ACTIVITY: Repeat all the data exactly, and where a record holds a picture, leave that picture out.

━━━ EXERCISE DATA

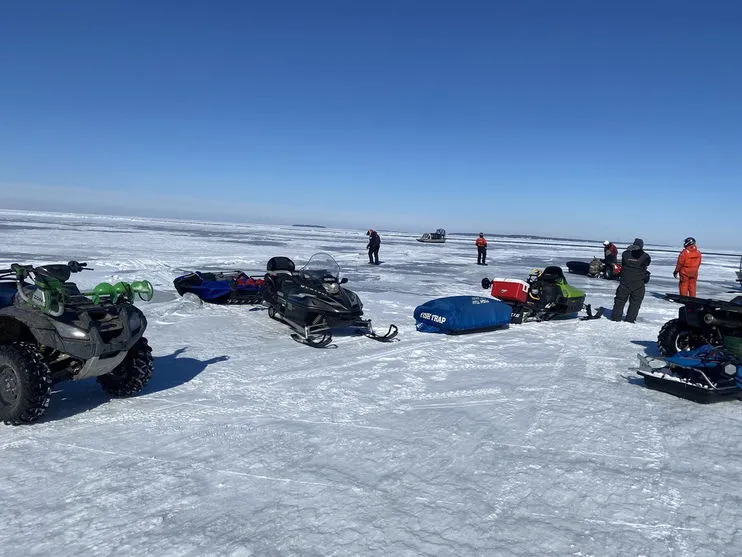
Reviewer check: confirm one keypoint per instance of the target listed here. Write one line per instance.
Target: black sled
(701, 321)
(313, 301)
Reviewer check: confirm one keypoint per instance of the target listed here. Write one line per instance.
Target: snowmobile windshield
(322, 265)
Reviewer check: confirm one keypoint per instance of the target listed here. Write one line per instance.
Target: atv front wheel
(131, 375)
(675, 336)
(25, 383)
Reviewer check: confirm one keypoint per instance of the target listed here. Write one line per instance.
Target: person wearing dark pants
(481, 249)
(374, 242)
(634, 275)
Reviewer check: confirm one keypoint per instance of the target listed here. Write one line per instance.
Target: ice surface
(535, 440)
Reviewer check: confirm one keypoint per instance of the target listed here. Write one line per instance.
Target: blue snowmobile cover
(461, 314)
(221, 287)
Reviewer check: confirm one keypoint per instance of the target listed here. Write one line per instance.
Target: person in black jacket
(634, 275)
(374, 242)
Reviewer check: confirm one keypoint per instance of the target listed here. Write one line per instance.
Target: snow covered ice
(536, 440)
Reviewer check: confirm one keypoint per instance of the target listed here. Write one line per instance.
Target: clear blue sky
(586, 119)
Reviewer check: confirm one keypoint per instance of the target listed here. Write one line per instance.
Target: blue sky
(584, 119)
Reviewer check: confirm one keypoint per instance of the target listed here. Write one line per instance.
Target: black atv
(700, 321)
(51, 332)
(313, 302)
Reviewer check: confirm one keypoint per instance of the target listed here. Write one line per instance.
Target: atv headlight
(331, 287)
(134, 321)
(68, 331)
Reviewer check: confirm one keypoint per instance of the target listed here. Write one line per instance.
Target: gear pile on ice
(313, 301)
(50, 332)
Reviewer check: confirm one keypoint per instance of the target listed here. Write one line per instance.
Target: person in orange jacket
(481, 249)
(687, 266)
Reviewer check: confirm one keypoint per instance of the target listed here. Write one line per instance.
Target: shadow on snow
(72, 397)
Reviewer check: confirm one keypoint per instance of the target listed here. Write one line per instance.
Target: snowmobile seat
(280, 264)
(552, 274)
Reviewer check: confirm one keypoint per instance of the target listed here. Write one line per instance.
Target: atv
(51, 332)
(700, 321)
(313, 301)
(543, 296)
(596, 268)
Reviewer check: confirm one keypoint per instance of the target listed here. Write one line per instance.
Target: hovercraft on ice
(313, 301)
(437, 237)
(222, 287)
(543, 296)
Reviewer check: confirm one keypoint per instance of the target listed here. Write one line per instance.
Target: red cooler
(510, 290)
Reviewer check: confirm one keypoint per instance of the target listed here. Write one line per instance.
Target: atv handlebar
(22, 271)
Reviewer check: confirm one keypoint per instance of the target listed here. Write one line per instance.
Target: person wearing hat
(481, 249)
(687, 266)
(634, 275)
(610, 258)
(374, 242)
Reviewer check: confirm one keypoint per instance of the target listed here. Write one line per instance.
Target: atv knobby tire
(675, 336)
(131, 375)
(25, 383)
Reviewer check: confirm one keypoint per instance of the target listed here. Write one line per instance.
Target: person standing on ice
(687, 266)
(610, 252)
(634, 275)
(610, 258)
(481, 249)
(374, 242)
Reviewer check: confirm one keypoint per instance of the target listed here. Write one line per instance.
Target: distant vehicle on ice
(437, 237)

━━━━━━

TASK RESULT:
Reviewer check: confirm one keypoint per instance of the target listed here. Write one line per instance.
Target: black sled
(701, 321)
(313, 301)
Reviewer check: confirm one keypoint per instance of the target listed here. Write one line per instance.
Target: snowmobile windshield
(322, 265)
Reviewer check: confirm one keypoint per instance of the target listed here. Write one line per instance.
Target: atv front wheel
(131, 375)
(675, 336)
(25, 383)
Reviewer check: confirm one keypoint per instance of the target listed here. Write one line per instance.
Target: person wearing dark pants
(481, 249)
(374, 242)
(634, 275)
Reviewer check: confirm one keypoint per instance of the target listed here. Write one line per instance.
Target: ice surface
(535, 440)
Reviewer check: confirm one keypoint per instance of the target listed here. Write one line per instance.
Target: blue snowmobile cover
(461, 314)
(221, 287)
Reviewer check: confirm one keypoint per instance of the target listed here. Write one line per instance.
Target: person in black jacket
(634, 275)
(374, 242)
Reviewer check: confirm one keypoint per instance of the target listed here. Write one line per instance.
Target: snow covered ice
(536, 440)
Reviewer check: confirm one keypoint per instance of the target listed here. Write one line per instance.
Target: clear blue sky
(586, 119)
Reviewer check: confirm one keypoint per instance of the target listed here. Write one line per instance.
Target: blue sky
(584, 119)
Reviewer check: confirm one keypoint per instance of the target listed here. Write one line per instance.
Target: black atv
(700, 321)
(51, 332)
(313, 302)
Reviewer check: confirm one keypoint per instance of the target listed here. Write one line per instance.
Target: atv headlight
(331, 287)
(134, 321)
(68, 331)
Reviewer check: confirm one keypoint per instance of the target listed here. Write one line per instance.
Target: gear pile on ice
(313, 301)
(50, 332)
Reviewer check: confirm one keypoint per instance of the target listed here. Write one line per instance.
Target: person in orange jacket
(481, 249)
(687, 266)
Reviewer check: confirm one keypoint per instance of the target listed here. Write one line per instance.
Target: shadow on snow
(72, 397)
Reviewer check: confirm one keypoint per instance of the target listed here. Write one line per instance.
Target: snowmobile seat
(280, 264)
(552, 274)
Reviewer check: confirm one keypoint per instance of the target listed here. Write one line per instance.
Target: atv
(51, 332)
(700, 321)
(313, 301)
(543, 296)
(596, 268)
Reviewer check: confirm one keypoint per instance of the target listed here. Write one line per instance.
Target: hovercraft on ice
(313, 301)
(437, 237)
(222, 287)
(543, 296)
Reviewer check: confirm one keypoint per instance of the target listed here. Write one line per instance.
Target: red cooler
(510, 290)
Reviewer check: confirm one keypoint per instance of the target listed here. Write one line per instance.
Target: atv handlebar
(22, 271)
Reviewer check: confirm one keypoint per instance of the target listed here. Write one line per instance.
Target: person wearing hat
(481, 249)
(687, 266)
(634, 275)
(610, 258)
(374, 242)
Reviewer check: confirm one keypoint per instance of the target listed here. Write one line per instance.
Target: atv knobby tire
(675, 336)
(131, 375)
(25, 383)
Reviewer check: confirm one keypoint per instance of the target listed here. Write one line per instance.
Target: person standing on ice
(687, 266)
(610, 252)
(634, 275)
(610, 258)
(481, 249)
(374, 242)
Reviewer check: confirm one keypoint per instance of the target listed here. Write one line per instance.
Target: distant vehicle on ice
(437, 237)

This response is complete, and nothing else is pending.